課題:
[a] 抜粋本文によると、正福寺で「伝新田氏累代の墓」とされる凝灰岩製のものは、いくつを越えていますか。
[b] 抜粋本文の次の一文を英語に訳してください：「最初は「天神山産の細粒緻密な白色凝灰岩」の中で、どの程度の岩質のばらつきが在るのかを見る積りだったのだが、その観察眼を養う前に他の産地の凝灰岩を見分けなければならない事になってしまった。」
[c] 抜粋本文のうち「伊勢崎市・みどり市・太田市等」から「い残念な事になってしまった。」まで（両端を含む）を、「二十点」を「三十点」に置き換えて更新した形で示してください。

======== 抜粋本文

2017年6月25日日曜日

白い凝灰岩を用いた五輪塔 (11) 正福寺の五輪塔

 伊勢崎市・みどり市・太田市等には流石に天神山や旧新里町の石山等を筆頭に凝灰岩質石材産地が広く分布するので、白い凝灰岩を用いた五輪塔の数が多い。そうそう度々来れるものでは無いからと、欲張って沢山の露頭や、寺院の五輪塔や多層塔を観察させて頂いたのだが、この正福寺には「伝新田氏累代の墓」とされる凝灰岩製のものだけでも二十点を越えるのだが、特徴を捉えたいと撮影をする内に、どうやら全てが天神山の凝灰岩では無いらしい事に気付いてしまった。
 最初は「天神山産の細粒緻密な白色凝灰岩」の中で、どの程度の岩質のばらつきが在るのかを見る積りだったのだが、その観察眼を養う前に他の産地の凝灰岩を見分けなければならない事になってしまった。折角撮影した画像の大部分を、「異質」なものと「ばらつき」の正確な把握の為に取敢えず御蔵にするしかない残念な事になってしまった。

================
======== 提供データ

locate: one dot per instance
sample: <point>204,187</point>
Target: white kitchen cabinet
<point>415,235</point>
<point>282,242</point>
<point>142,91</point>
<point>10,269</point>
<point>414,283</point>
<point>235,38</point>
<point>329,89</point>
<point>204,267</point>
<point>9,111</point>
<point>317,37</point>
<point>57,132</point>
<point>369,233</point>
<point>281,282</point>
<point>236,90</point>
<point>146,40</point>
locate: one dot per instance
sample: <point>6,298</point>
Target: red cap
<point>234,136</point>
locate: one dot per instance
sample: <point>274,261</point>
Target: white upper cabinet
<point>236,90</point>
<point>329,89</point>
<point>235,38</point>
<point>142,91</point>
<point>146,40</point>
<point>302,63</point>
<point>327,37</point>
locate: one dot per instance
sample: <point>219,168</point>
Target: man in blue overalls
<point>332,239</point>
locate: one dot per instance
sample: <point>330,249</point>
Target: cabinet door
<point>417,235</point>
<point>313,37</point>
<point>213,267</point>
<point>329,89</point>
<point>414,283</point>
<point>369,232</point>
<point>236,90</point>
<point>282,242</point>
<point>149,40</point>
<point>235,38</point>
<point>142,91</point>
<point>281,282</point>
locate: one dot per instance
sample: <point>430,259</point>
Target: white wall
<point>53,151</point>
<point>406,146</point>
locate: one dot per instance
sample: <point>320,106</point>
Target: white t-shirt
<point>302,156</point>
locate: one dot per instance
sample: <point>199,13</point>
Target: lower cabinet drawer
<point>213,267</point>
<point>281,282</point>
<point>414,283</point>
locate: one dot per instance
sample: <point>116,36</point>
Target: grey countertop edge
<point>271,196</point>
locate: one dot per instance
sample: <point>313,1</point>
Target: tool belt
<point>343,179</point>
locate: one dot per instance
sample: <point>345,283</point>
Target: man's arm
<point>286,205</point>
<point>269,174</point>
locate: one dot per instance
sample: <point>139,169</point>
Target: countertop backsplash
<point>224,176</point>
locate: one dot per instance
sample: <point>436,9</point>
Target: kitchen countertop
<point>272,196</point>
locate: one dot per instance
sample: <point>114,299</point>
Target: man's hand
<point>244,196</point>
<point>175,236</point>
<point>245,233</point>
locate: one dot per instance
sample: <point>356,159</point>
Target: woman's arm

================

解答:
[a] 二十点を越えています。

[b] At first, I intended to see how much variation in rock quality exists within the "fine-grained, dense white tuff from Tenjinyama," but before I could develop an eye for that, I found I had to distinguish tuff from other sources.

[c]
伊勢崎市・みどり市・太田市等には流石に天神山や旧新里町の石山等を筆頭に凝灰岩質石材産地が広く分布するので、白い凝灰岩を用いた五輪塔の数が多い。そうそう度々来れるものでは無いからと、欲張って沢山の露頭や、寺院の五輪塔や多層塔を観察させて頂いたのだが、この正福寺には「伝新田氏累代の墓」とされる凝灰岩製のものだけでも三十点を越えるのだが、特徴を捉えたいと撮影をする内に、どうやら全てが天神山の凝灰岩では無いらしい事に気付いてしまった。
 最初は「天神山産の細粒緻密な白色凝灰岩」の中で、どの程度の岩質のばらつきが在るのかを見る積りだったのだが、その観察眼を養う前に他の産地の凝灰岩を見分けなければならない事になってしまった。折角撮影した画像の大部分を、「異質」なものと「ばらつき」の正確な把握の為に取敢えず御蔵にするしかない残念な事になってしまった。